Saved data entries
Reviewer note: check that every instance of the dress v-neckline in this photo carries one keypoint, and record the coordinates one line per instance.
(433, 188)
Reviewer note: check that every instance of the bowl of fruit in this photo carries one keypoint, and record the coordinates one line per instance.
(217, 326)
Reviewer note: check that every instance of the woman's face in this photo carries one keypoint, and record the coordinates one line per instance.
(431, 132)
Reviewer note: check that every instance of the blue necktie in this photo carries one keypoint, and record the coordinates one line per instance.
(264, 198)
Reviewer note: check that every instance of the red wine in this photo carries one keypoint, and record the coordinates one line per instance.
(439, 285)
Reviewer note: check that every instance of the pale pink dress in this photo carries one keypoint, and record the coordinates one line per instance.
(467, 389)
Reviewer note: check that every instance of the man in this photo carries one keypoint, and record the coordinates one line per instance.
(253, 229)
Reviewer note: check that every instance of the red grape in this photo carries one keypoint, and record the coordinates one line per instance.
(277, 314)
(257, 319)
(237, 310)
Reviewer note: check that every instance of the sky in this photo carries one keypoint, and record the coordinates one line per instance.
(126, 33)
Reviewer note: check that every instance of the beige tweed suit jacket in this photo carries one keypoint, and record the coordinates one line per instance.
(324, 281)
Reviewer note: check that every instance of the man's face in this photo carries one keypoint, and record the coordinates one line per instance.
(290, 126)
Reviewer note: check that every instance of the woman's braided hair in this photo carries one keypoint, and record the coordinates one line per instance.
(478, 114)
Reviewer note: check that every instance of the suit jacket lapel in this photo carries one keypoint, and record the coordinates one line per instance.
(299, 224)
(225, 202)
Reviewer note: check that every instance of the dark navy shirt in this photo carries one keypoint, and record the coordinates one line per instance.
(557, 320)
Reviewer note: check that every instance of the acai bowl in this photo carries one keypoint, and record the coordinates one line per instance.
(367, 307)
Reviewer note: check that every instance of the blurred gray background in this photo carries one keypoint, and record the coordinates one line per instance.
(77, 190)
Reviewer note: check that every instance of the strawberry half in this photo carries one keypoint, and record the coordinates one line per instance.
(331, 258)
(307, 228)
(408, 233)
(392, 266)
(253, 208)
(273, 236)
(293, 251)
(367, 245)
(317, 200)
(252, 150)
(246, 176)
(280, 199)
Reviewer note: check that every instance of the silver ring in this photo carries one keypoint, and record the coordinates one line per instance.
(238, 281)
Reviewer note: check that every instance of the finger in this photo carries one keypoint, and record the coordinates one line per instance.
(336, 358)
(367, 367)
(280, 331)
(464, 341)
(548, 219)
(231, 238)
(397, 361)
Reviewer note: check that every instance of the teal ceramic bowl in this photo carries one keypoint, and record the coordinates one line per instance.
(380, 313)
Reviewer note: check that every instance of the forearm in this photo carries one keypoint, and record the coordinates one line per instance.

§ What you will do: Make an exact copy of the data above.

§ Completed task:
Reviewer note: check that every instance of the dress v-neckline in this photo carries one keypoint, and record the coordinates one line per instance.
(433, 188)
Reviewer note: check that every instance of the bowl of fruit in this photo carries one keypoint, and record the coordinates one line per instance.
(217, 326)
Reviewer note: check that every instance of the woman's face in this photo carries one keypoint, and record the coordinates one line per instance.
(431, 132)
Reviewer note: check that every instance of the blue necktie in this photo carries one keypoint, and record the coordinates one line per instance.
(264, 198)
Reviewer note: check that every instance of the red wine in this photo carries one keypoint, and record the coordinates one line per instance.
(439, 285)
Reviewer note: check that every instance of the pale pink dress in this photo carries one keypoint, and record the coordinates one line per instance.
(467, 389)
Reviewer note: check that every instance of the man in this photo carries one keypoint, and record the coordinates one line per instance.
(253, 229)
Reviewer note: check that every instance of the red grape in this photo carries one keypoint, and record the coordinates one line per instance.
(277, 314)
(257, 319)
(237, 310)
Reviewer note: check that every instance of the sky in this photo carries one keypoint, and record the coordinates one line per instance.
(126, 33)
Reviewer note: check that every instance of the beige tweed suit jacket in this photo carries one keypoint, and record the coordinates one line per instance.
(324, 281)
Reviewer note: check that every instance of the man's face in this photo carries one keypoint, and record the coordinates one line per instance.
(290, 126)
Reviewer note: check that every instance of the woman's braided hair in this photo carries one keypoint, and record the coordinates one line per instance.
(478, 114)
Reviewer note: check that every instance of the suit jacket lapel in this photo carries one keypoint, and record the coordinates one line per instance.
(299, 224)
(225, 202)
Reviewer note: check that every instance of the dark navy shirt in this photo carries one keypoint, and record the coordinates one line per instance.
(557, 320)
Reviewer note: check that every instance of the acai bowl in this photo carries one keypoint, and record the coordinates one line per instance.
(367, 307)
Reviewer note: check that every instance of the blurred gray background in this photo carries one keypoint, and record the coordinates one line per instance.
(77, 190)
Reviewer note: check that every instance of the strawberry half in this photo carries one keypoint, and record the coordinates one line per instance.
(331, 258)
(307, 228)
(408, 233)
(392, 266)
(253, 208)
(273, 236)
(293, 251)
(367, 245)
(317, 200)
(252, 150)
(246, 176)
(280, 199)
Reviewer note: check that every instance of the silver ring in this photo carries one keypoint, and record the coordinates one line per instance.
(238, 281)
Reviewer note: check that every instance of the finger in this photo carries one keypoint, and record the coordinates one line per instance.
(336, 358)
(367, 367)
(280, 331)
(464, 341)
(548, 219)
(231, 238)
(397, 361)
Reviewer note: check that every instance of the teal ceramic bowl in this photo carries one keypoint, and record the coordinates one line per instance.
(380, 313)
Reviewer note: check that every instance of the forearm in this photo carries one keypoint, and record the coordinates one line per instance.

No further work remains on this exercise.